> **Region outline entries**
┌────────

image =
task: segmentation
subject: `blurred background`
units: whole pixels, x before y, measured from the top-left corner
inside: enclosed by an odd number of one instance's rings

└────────

Copy out the lines of every record, substituting "upper-left corner" for each "top-left corner" and leaving all else untouched.

image =
task: segmentation
subject: `blurred background`
units: whole pixels, x before y, measured from the upper-left corner
inside: enclosed by an odd number of one instance's rings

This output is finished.